**Work to complete**
• A. In the World AIDS Day piece, how many years after the disease was first diagnosed is there still no cure?
• B. Pick up the World AIDS Day piece after its final sentence and carry it forward in the same voice.

**Reading passage**
»»

Monday December 1 was world aids day. This is observed as a day dedicated to the awareness of HIV/Aids. Aids remains a major threat to individuals, families and communities in many parts of the world.
What can not escape anybody is the fact that, 26 years after the disease was first diagnosed, there is still no cure. The implication is that the disease remains a major killer. Many young people have not known a life devoid of the constant daily fear of catching HIV.
With the advent of Aids, life has never been the same for many people. It has killed many and left young ones orphaned. Interventions to prevent and control HIV/ Aids have since taken a life of their own.
A lot of money has been dedicated to the fight against Aids and whereas a vaccine or cure for the condition remains elusive, major achievements have been made in mitigating the impact the condition has on its victims.
More than a decade ago, getting infected with HIV was equivalent to a death warrant. The stigma that was associated with the disease could easily lead to premature death. In some homes, young people who fell sick as a result of the condition would be ostracized.
But over the years, with vigorous awareness campaigns, many people have come to terms with the reality that anyone can get the HIV virus that causes Aids.
The availability of antiretroviral (ARVs) therapy has also done a lot to reduce the stigma and more so, the fear that was hitherto associated with the condition.
ARV treatment has helped to improve the survival rates of people with HIV/Aids. But apparently, some argue it has served to remove the fear factor. Some say that the emphasis of treatment creates apathy and people do not fear catching the virus any longer.
What is apparent is that in many developing countries, treatment is yet to reach all who need it. At the same time, poverty remains widespread in most of the countries that have high prevalence rates of HIV. This is where the tragedy is.
ARV treatment requires a specific diet. And many poor people can hardly afford such. They easily abandon treatment and that is it!
The campaign to control HIV/Aids has also had a number of contradictions. Whereas many advocate for Abstinence, Being faithful to ones sexual partner and Use of Condoms-the ABC strategy, there is a movement emanating from conservative Christianity that dismisses the use of condoms for religious reasons.

««

**Data under study**
»»

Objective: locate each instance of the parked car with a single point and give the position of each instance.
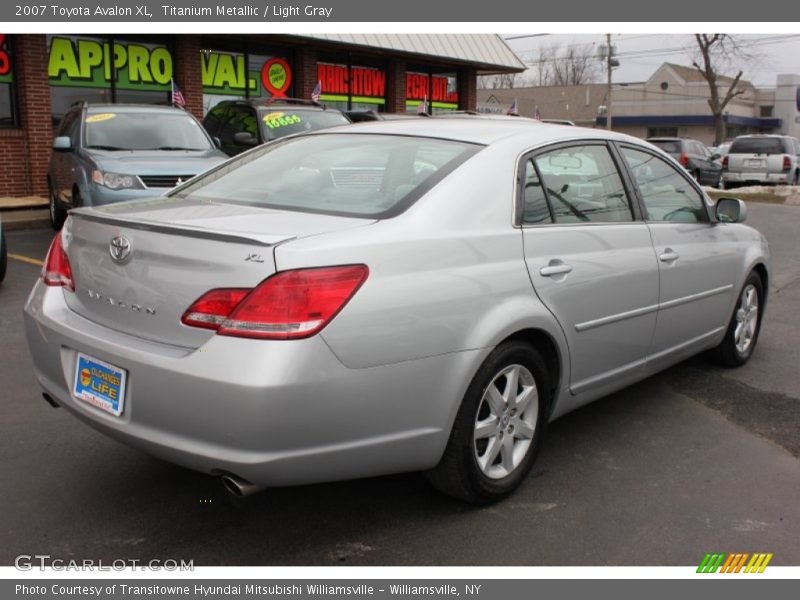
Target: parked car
(694, 157)
(242, 124)
(559, 122)
(761, 159)
(3, 253)
(719, 152)
(402, 295)
(106, 153)
(358, 116)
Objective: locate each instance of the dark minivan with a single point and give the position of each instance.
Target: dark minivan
(242, 124)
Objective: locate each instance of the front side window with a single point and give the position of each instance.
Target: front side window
(667, 195)
(583, 185)
(358, 175)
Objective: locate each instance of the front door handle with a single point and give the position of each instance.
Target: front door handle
(669, 255)
(555, 269)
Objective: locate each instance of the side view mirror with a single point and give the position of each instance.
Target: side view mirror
(243, 138)
(62, 144)
(731, 210)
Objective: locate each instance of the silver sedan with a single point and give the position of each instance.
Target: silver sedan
(393, 296)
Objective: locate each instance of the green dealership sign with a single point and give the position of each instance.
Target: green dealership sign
(84, 62)
(88, 63)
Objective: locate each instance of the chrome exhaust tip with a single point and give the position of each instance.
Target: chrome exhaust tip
(238, 487)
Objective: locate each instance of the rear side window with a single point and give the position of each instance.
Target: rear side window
(666, 194)
(535, 209)
(582, 185)
(360, 175)
(757, 146)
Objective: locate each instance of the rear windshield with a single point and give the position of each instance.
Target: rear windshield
(360, 175)
(668, 146)
(144, 131)
(279, 123)
(757, 146)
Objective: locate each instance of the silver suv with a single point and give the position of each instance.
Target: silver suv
(761, 159)
(105, 153)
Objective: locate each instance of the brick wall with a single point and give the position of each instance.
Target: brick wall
(468, 98)
(396, 98)
(187, 72)
(305, 71)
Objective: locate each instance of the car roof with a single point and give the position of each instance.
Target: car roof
(481, 130)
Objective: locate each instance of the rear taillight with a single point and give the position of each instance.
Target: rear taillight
(288, 305)
(56, 270)
(211, 310)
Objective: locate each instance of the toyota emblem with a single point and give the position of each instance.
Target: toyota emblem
(120, 249)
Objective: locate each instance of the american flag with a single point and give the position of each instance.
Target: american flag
(513, 110)
(422, 107)
(177, 95)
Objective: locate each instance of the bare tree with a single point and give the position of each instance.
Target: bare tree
(543, 65)
(499, 81)
(716, 52)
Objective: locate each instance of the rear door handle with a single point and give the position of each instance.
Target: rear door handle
(555, 269)
(669, 255)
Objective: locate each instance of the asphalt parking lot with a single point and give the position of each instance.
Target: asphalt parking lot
(695, 460)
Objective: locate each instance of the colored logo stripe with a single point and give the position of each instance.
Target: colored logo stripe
(734, 562)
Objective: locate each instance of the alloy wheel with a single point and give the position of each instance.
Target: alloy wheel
(506, 421)
(746, 319)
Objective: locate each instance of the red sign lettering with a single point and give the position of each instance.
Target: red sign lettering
(363, 80)
(417, 88)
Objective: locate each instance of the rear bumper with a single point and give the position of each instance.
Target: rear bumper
(757, 178)
(273, 412)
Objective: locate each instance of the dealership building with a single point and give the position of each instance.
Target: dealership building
(672, 102)
(41, 76)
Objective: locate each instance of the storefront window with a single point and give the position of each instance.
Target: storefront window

««

**Outputs for the tasks**
• A. 26 years

• B.
Whereas this strategy of conservative Christians is respectable, many tend to disagree with it. This is because many believe that sexual relations before marriage especially for young people is inevitable. However, conservative Christianity contends that sex is for married people only. The Catholic Church also opposes the use of condoms.
Whereas no one doubts the good intentions of these teachings, many believe they are counterproductive and only serve the opposite purpose.
Prevention remains the best option but the reality is that many people continue to get infected. So availing ARV’s treatment and testing services can have a great impact as far as containing and managing the condition is concerned. It is estimated that majority of the people infected with HIV are not aware of their zero status.
Lack of information about one’s zero status is considered to be a major factor in the spread of the virus. Apparently, few people will take the initiative to know their zero status.
Interacting with many young people, one gets the impression that many do not even want to know their status. This can be attributed to fear.
It is apparent that many will never take the initiative to have a voluntary test, at least before there is no visible condition to suspect that they may be infected.
Some will tell you that before they “go down” as in seriously falling sick, they will never want to know their status. However, according to experts, early knowledge of the condition helps one to live positively.
Some medical experts have gone on to say that timely ARV treatment and care can help HIV positive people to live into old age even if they got infected early in life. This vindicates the absolute necessity of testing and treatment services in the struggle against HIV/Aids.